**PROMPT**
For the data that follows, return each line unchanged and drop the pictures.

**DATA IN THIS EXERCISE**

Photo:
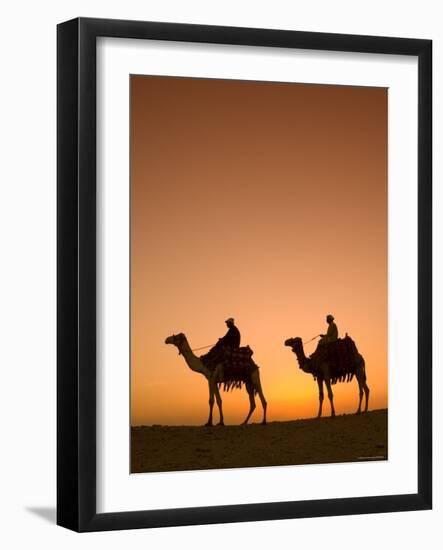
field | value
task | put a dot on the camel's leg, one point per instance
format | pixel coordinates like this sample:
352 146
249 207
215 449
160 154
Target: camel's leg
320 396
263 401
366 389
330 395
256 384
211 401
362 386
219 404
250 391
360 394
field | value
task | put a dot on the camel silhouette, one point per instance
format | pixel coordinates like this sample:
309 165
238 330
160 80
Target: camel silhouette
217 377
325 369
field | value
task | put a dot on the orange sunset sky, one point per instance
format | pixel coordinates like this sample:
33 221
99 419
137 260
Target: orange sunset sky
262 201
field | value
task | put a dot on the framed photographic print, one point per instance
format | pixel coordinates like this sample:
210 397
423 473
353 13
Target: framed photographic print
244 274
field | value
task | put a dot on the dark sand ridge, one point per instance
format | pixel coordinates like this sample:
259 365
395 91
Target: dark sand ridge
345 438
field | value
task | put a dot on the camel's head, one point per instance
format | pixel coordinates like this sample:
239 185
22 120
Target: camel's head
176 339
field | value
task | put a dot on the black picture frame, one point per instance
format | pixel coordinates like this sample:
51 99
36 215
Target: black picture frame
76 274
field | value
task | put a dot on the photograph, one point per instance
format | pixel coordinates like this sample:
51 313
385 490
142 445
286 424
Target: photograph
258 274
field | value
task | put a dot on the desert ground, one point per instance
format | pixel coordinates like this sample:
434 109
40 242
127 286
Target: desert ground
345 438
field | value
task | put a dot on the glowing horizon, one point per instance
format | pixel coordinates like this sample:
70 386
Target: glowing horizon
265 202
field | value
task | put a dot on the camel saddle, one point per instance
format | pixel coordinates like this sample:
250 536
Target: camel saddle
237 364
340 355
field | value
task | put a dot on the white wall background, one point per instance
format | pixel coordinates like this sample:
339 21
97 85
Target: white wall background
27 274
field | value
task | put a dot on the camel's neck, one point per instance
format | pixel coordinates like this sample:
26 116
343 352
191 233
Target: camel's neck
303 361
192 360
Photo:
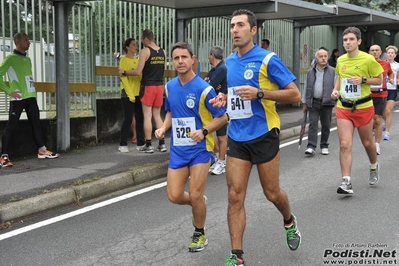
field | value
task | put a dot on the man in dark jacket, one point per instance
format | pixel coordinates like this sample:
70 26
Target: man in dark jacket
317 100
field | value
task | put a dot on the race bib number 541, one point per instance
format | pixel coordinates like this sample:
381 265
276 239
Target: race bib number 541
236 107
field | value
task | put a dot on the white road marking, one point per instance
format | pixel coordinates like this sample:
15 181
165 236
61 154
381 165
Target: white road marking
80 211
102 204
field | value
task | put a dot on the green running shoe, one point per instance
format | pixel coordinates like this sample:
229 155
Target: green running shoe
294 238
198 243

**SOLUTION**
Photo:
field | value
task | put a dot on the camel's leg, one point per instance
format | pixel coordinates like this sample:
352 146
249 207
215 449
160 154
Target: camel's leg
320 396
263 401
366 389
330 395
256 384
211 401
362 386
219 404
250 391
360 394
field | value
task | put a dot on the camel silhouette, one point per instance
format | pixel coordinates like this sample:
309 165
238 330
160 80
Target: camel silhouette
217 377
325 369
field | value
task | put a dot on the orange sunset sky, one point per instance
format | pixel coordinates like this sample:
33 221
99 419
137 260
Target: orange sunset sky
262 201
field | value
task | put a dot on the framed photographic print, one point per instance
format | pixel coordinates like this sample:
210 397
423 473
353 13
Target: framed photographic print
244 274
field | value
task | put a dot on the dark sand ridge, one point per instance
format | pixel coordinates like this sample:
259 365
395 91
Target: dark sand ridge
345 438
field | value
task | put a dot on the camel's head, one point per instance
format | pixel coordinates like this sample:
239 185
22 120
Target: camel's head
176 339
field | value
task | put a dot on the black picture frame, one point per instance
format | pixel coordinates like this sample:
51 99
36 215
Target: black picture frame
76 274
field | value
task | put a dot on the photograph, one point per instance
format | pixel coordinates like this sample:
51 313
385 490
142 445
286 424
Target: photograph
258 274
field | value
task | put a dot on the desert ground, one point per instance
format | pixel coordinates like this sample:
434 109
40 242
127 286
Target: desert ground
345 438
field | value
task | put a dot on the glowing horizon, one point per instance
format | pixel coordinates like this sample:
70 386
Target: glowing horizon
265 202
field | value
task | put a dot on the camel saddle, one point per instance
format | pixel coordinates like this sample:
250 536
Target: camel saddle
237 364
340 355
field | value
task | put a dot on the white wall background, one point per instance
format | pixel coordinates like this sample:
339 21
97 85
Target: white wall background
27 274
field | value
task | put a dot on the camel's neck, one point per instance
format | pixel coordinates like this sample:
26 116
343 352
191 233
Target: camel's neck
303 361
192 360
Photo:
field | value
task | put a dot on the man in dark jacket, one point per instance
format | pixel coordinates like this sample:
70 26
Target: man in dark jacket
317 100
field | value
task | put a dot on the race bib number 541, one point per instance
format | pixel coordinates like this sample:
381 265
276 239
Target: race bib number 541
236 107
field | value
task | put a dot on the white road marking, one point per instance
format | pixel coordinates like this sample:
15 181
165 236
61 154
381 165
Target: white road marking
80 211
102 204
field | value
task | put a dot on the green running shoe, one point per instance
format | pixel coordinates like this sample:
229 155
Target: green running shoe
294 238
198 243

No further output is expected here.